━━━ Seçilmiş Metin ━━━

Paris'de Keyif

 

En son Aydin ailesi bulusmasini Turkiye yerine Paris’de yapmaya karar verdik! Zeynep ile ben jetlagden kurtulabilmek icin onceden gitmeye karar verdik, ve bir Ekim sabahi havaalaninda bulustuk. Bizimkiler gelmeden onceki uc gun Zeynep’le yuruduk sehirde bolca. Muzelere girmedik hic, nasil olsa hep birlikte gelince gireriz diye (hos, ona da vakit kalmadi sonra).

Bolca metro’yla dolanip durduk, yeraltinda minik fareler gibi. Aciktikca, guzel manzarali yerlerde yemek ya da kahve molasi verip cizimler yaptik. Sehrin guzel insanlari ile mesgul turistlerini ayirmaya calistik, kir royalimizi unlu sanatci kafelerinin disaridaki masalarinda yudumlarken. Onumuzde daha bir dolu gun oldugunu bilerek, yavasca icimize cektik sehri. Sein nehrinin bir o tarafina, bir bu tarafina gectik guzel koprulerden. Onumuzde binalar belirdikce kitaplarimiza baktip, neymis acaba yeni bu guzel yer diye. Gece olunca ortaya cikan, gunduzden ayri guzel sehre baktik o koprulerden.

━━━ Sağlanan Kayıtlar ━━━

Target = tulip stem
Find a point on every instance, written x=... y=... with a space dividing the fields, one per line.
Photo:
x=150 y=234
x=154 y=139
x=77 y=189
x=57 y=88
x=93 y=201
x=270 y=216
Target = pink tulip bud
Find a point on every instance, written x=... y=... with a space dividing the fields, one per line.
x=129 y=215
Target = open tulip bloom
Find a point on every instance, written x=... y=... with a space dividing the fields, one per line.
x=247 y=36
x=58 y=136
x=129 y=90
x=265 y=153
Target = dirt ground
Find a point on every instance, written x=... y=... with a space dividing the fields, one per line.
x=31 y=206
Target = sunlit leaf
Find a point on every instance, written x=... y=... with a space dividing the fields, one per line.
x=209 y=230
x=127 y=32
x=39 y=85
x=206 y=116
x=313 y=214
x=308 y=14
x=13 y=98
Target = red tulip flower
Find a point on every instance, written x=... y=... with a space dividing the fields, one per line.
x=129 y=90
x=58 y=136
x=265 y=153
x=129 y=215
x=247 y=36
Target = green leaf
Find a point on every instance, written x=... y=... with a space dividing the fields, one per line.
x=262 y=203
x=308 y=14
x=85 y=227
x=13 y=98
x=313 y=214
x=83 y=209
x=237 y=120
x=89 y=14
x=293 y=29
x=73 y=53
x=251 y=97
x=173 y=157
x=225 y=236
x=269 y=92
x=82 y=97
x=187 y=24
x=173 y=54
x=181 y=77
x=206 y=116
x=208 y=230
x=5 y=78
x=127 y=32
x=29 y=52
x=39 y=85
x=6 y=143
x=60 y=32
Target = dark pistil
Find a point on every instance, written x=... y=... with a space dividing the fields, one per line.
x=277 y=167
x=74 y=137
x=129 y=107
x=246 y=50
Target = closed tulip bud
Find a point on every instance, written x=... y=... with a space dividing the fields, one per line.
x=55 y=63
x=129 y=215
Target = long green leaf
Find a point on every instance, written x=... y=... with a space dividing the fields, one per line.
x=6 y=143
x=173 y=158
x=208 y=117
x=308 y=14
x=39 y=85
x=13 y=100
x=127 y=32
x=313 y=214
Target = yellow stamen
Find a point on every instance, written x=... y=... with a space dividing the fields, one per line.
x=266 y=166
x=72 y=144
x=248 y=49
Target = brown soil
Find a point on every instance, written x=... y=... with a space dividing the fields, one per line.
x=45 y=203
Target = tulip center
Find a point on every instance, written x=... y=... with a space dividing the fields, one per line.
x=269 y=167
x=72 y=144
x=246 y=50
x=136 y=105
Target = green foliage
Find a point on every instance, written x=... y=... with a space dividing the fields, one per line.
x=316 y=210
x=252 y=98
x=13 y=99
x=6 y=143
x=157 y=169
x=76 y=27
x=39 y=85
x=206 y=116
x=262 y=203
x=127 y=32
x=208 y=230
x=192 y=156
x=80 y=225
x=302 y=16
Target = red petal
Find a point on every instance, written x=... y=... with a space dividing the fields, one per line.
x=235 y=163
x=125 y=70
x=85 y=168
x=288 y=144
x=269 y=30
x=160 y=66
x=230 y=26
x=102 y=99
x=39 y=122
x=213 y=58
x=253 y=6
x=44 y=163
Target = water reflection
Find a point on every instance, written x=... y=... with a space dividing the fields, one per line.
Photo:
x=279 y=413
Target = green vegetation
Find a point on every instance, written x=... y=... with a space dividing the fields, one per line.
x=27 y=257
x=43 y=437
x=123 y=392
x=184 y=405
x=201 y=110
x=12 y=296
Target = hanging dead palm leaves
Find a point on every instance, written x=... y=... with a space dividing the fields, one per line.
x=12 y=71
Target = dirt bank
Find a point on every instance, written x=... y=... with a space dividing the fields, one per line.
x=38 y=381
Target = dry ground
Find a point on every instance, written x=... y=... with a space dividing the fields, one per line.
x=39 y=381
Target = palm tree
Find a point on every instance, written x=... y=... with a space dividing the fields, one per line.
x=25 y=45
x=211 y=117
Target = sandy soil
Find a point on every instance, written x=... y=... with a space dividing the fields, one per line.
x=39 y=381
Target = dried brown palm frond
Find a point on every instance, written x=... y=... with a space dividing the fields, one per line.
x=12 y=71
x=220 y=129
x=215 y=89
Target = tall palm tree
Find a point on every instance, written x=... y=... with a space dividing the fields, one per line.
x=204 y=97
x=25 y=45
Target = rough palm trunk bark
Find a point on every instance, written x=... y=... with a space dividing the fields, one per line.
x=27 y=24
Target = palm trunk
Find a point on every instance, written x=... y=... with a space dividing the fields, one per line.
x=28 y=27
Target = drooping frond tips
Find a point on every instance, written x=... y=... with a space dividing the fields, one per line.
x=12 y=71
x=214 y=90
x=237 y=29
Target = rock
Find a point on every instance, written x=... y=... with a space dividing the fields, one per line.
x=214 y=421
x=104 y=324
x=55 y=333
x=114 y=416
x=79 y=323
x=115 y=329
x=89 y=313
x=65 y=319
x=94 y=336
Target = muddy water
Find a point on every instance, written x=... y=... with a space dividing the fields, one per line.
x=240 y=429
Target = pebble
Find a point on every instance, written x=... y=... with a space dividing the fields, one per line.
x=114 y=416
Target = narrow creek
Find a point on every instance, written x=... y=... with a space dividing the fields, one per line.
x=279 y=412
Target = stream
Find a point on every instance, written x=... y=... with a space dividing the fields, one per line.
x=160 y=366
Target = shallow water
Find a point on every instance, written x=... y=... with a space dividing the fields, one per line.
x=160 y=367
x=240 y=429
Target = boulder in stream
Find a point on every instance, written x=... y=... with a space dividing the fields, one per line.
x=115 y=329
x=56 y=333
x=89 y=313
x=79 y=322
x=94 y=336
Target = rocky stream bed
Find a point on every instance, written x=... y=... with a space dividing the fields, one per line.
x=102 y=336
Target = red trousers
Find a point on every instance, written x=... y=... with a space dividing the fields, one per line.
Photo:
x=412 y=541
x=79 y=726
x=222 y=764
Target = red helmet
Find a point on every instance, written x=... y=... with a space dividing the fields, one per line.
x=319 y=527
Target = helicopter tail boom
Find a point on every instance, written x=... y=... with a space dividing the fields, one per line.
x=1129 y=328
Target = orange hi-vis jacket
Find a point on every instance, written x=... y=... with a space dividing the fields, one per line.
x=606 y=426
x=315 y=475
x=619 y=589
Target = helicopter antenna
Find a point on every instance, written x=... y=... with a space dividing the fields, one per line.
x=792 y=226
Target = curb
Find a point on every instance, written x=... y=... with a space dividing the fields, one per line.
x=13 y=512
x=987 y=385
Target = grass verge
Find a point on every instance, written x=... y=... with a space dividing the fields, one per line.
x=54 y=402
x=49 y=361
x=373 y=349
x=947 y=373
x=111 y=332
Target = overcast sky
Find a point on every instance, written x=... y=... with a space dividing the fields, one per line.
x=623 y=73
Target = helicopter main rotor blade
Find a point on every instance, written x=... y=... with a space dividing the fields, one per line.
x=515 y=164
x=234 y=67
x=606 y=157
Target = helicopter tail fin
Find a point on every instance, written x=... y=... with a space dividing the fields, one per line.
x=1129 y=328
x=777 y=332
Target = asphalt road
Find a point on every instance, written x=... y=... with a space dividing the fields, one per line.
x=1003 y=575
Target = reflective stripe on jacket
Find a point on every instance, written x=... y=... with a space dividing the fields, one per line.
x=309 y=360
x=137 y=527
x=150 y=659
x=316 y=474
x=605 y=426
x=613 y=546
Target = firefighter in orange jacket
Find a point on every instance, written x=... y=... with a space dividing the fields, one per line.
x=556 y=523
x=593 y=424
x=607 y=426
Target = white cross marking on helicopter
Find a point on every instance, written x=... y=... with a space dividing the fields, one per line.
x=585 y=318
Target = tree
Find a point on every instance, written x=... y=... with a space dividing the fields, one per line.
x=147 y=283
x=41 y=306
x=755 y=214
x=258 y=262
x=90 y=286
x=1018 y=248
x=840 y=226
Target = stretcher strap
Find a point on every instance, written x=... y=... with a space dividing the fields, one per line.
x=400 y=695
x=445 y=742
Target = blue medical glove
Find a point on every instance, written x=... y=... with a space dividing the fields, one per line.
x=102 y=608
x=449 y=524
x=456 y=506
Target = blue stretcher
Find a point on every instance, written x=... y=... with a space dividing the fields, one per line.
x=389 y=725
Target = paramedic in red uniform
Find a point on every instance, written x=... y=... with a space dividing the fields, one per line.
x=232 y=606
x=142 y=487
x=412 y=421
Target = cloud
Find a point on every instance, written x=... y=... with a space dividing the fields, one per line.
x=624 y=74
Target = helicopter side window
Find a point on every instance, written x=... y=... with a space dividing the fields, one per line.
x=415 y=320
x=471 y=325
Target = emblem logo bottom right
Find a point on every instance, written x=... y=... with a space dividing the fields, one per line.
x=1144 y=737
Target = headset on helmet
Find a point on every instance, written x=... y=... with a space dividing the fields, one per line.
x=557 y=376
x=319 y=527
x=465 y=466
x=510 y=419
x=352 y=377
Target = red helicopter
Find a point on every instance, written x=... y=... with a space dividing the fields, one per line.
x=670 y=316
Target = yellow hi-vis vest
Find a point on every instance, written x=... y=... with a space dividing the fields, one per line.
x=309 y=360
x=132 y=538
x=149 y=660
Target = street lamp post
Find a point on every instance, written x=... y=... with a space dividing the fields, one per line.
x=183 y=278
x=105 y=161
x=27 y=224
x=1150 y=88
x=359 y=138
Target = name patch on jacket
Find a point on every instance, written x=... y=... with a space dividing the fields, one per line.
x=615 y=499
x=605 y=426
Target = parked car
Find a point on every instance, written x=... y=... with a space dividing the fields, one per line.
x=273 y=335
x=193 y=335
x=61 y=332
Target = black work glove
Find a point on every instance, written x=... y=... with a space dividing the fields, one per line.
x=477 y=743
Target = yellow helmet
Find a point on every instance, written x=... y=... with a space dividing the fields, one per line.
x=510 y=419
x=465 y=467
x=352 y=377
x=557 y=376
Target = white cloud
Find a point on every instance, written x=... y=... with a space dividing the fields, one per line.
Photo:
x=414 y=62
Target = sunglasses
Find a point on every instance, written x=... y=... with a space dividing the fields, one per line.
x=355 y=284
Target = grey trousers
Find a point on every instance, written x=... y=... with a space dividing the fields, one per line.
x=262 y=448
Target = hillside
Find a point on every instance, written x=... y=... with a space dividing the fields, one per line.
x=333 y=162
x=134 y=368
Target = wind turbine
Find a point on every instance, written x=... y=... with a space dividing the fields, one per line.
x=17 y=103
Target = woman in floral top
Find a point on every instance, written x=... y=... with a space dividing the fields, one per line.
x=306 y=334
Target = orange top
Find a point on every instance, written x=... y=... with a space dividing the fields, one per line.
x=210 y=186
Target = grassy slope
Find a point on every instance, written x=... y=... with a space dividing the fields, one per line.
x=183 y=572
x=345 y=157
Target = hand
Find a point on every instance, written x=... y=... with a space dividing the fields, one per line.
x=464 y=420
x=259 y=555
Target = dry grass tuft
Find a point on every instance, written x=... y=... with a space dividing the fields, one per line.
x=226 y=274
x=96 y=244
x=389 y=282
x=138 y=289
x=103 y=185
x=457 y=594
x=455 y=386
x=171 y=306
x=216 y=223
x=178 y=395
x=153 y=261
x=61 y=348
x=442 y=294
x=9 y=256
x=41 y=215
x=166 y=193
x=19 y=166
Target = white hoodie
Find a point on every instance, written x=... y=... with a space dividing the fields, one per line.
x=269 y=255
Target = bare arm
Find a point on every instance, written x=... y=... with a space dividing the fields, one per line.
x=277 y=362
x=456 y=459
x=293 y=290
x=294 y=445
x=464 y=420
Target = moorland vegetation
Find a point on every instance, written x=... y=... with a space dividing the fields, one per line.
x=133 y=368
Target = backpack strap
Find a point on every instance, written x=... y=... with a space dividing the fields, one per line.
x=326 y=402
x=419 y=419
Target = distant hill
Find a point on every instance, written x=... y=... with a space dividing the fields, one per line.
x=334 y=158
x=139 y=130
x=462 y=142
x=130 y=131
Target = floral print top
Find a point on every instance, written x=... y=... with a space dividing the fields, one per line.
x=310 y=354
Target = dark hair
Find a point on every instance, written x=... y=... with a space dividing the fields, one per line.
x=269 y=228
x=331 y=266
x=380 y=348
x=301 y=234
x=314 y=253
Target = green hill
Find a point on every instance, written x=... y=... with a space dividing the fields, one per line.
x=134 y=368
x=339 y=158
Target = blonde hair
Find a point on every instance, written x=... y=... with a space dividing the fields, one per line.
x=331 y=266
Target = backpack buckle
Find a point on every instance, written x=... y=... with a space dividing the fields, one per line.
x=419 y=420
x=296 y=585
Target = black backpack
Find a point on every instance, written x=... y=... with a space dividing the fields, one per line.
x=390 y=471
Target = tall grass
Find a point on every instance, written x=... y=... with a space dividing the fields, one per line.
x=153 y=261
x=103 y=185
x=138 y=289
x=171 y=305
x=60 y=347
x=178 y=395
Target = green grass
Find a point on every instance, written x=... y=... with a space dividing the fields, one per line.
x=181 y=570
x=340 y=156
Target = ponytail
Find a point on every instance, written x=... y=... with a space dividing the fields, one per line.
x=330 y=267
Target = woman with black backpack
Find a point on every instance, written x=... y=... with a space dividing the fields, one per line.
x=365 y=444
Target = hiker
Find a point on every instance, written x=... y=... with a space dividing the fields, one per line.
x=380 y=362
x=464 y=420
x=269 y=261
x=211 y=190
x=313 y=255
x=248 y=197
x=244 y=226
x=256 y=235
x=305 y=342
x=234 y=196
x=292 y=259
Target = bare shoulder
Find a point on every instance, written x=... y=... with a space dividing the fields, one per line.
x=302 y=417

━━━

> **Görev Tanımı**:
a) Seçilmiş metinde geçen tüm kişi ve yer adlarını, metindeki yazılışlarıyla listeleyin.
b) Seçilmiş metne göre şu soruları yanıtlayın:
(i) Aile buluşması Türkiye yerine nerede yapıldı?
(ii) Yazar ile Zeynep havaalanında hangi ayın bir sabahında buluştu?
(iii) Ünlü sanatçı kafelerinin dışarıdaki masalarında ne yudumlandı?

> **Beklenen Sonuçlar**:
a)
Paris
Aydin
Turkiye
Zeynep
Sein

b)
(i) Paris'te
(ii) Ekim
(iii) Kir royal